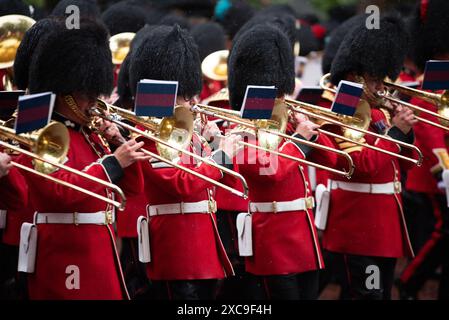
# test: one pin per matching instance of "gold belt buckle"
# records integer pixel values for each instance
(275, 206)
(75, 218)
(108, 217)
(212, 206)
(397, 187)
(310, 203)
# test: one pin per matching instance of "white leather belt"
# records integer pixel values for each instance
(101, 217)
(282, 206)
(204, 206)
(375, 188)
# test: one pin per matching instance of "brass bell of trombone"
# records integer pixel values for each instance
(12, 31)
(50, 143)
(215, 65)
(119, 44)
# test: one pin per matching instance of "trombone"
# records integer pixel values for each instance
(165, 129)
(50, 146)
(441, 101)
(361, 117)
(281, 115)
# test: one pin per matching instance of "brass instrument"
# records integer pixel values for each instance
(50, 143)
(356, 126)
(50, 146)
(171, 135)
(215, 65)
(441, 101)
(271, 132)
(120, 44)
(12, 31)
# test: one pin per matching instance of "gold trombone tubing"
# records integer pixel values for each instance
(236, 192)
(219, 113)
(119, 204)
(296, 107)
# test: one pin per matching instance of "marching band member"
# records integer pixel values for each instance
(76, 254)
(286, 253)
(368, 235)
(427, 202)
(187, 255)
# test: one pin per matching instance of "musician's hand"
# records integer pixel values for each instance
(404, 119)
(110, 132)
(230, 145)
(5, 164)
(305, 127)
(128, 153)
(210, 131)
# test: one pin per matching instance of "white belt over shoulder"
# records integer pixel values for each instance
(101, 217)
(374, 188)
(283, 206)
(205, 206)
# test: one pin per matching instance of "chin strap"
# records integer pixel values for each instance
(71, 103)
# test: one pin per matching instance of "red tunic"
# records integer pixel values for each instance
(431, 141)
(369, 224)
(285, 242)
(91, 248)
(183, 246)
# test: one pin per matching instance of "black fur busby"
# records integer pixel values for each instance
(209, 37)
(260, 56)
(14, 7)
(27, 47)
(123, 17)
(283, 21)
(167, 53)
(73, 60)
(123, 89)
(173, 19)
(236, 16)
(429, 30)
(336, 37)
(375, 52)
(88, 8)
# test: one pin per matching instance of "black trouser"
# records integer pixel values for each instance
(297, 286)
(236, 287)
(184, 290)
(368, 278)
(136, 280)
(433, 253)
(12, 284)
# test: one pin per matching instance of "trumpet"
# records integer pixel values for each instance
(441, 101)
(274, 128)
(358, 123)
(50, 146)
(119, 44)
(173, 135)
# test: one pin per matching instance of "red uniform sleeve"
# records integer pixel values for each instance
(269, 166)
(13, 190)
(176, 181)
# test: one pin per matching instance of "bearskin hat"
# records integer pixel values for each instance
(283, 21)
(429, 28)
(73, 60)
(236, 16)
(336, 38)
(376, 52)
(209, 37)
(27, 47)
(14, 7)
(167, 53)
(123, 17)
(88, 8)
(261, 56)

☆ ☆ ☆

■ Goal
Repeat the listing verbatim. Skip the pictures.

■ Output below
# test: one pin per matching instance of "gold belt buckle"
# records integer pixel values for each instance
(275, 206)
(75, 218)
(108, 217)
(212, 206)
(397, 187)
(310, 203)
# test: one pin per matching instance of "white leather belt"
# records integer pixel values for each instance
(101, 217)
(282, 206)
(204, 206)
(375, 188)
# test: one pin per matching instance of "brass bell of trombone"
# records integer pixel values for each instance
(12, 31)
(50, 143)
(215, 65)
(119, 44)
# test: one pin per matching instance of "trombone"
# records integer pixel values for each instance
(165, 129)
(50, 146)
(441, 101)
(361, 117)
(281, 115)
# test: one pin per matching instance of "brass instrument"
# records integer pixel values for each instance
(50, 143)
(356, 126)
(50, 146)
(171, 135)
(215, 65)
(441, 101)
(271, 132)
(120, 44)
(12, 31)
# test: one pin per matching instance of "gold trombone tubing"
# records integer pixel values for each instance
(236, 192)
(219, 113)
(119, 204)
(296, 107)
# test: one pin per matching instance of "marching band member"
# records integer pixel values for each instance
(76, 254)
(286, 253)
(368, 235)
(427, 202)
(187, 255)
# test: one pin per matching instance of "musician's hand"
# records integer pixel values for each instance
(404, 119)
(110, 132)
(230, 145)
(5, 164)
(305, 127)
(128, 153)
(210, 131)
# test: one pin per matching instance of "white belt over shoulder"
# records integer pixel values for each instance
(101, 217)
(374, 188)
(283, 206)
(205, 206)
# test: one pin per matching instance of "chin strap"
# records integer pixel values for each instance
(71, 103)
# test: one pin per matching instance of "red tunic"
# records integer pixel values for each instance
(431, 141)
(369, 224)
(285, 242)
(91, 248)
(183, 246)
# test: one pin per matching instance of "black fur busby"
# records integer pixel values for each instance
(209, 37)
(260, 56)
(14, 7)
(27, 47)
(123, 17)
(283, 21)
(167, 53)
(73, 60)
(123, 89)
(173, 19)
(236, 16)
(429, 30)
(336, 37)
(375, 52)
(88, 8)
# test: one pin per matching instance of "black trouser"
# records integer pixel values for each instance
(297, 286)
(236, 287)
(184, 290)
(368, 278)
(136, 280)
(433, 253)
(12, 284)
# test: one pin per matching instance of "trumpet"
# records integer pixel values for each instance
(441, 101)
(274, 128)
(358, 123)
(50, 146)
(119, 44)
(173, 135)
# test: one pin per matching instance of "red uniform sleeve"
# records integer pixel values for each instance
(269, 166)
(13, 190)
(176, 181)
# test: one pin per matching instance of "bearskin hat"
# records integer pixel values for each instance
(283, 21)
(429, 28)
(73, 60)
(236, 16)
(336, 38)
(376, 52)
(209, 37)
(27, 47)
(14, 7)
(167, 53)
(123, 17)
(88, 8)
(261, 56)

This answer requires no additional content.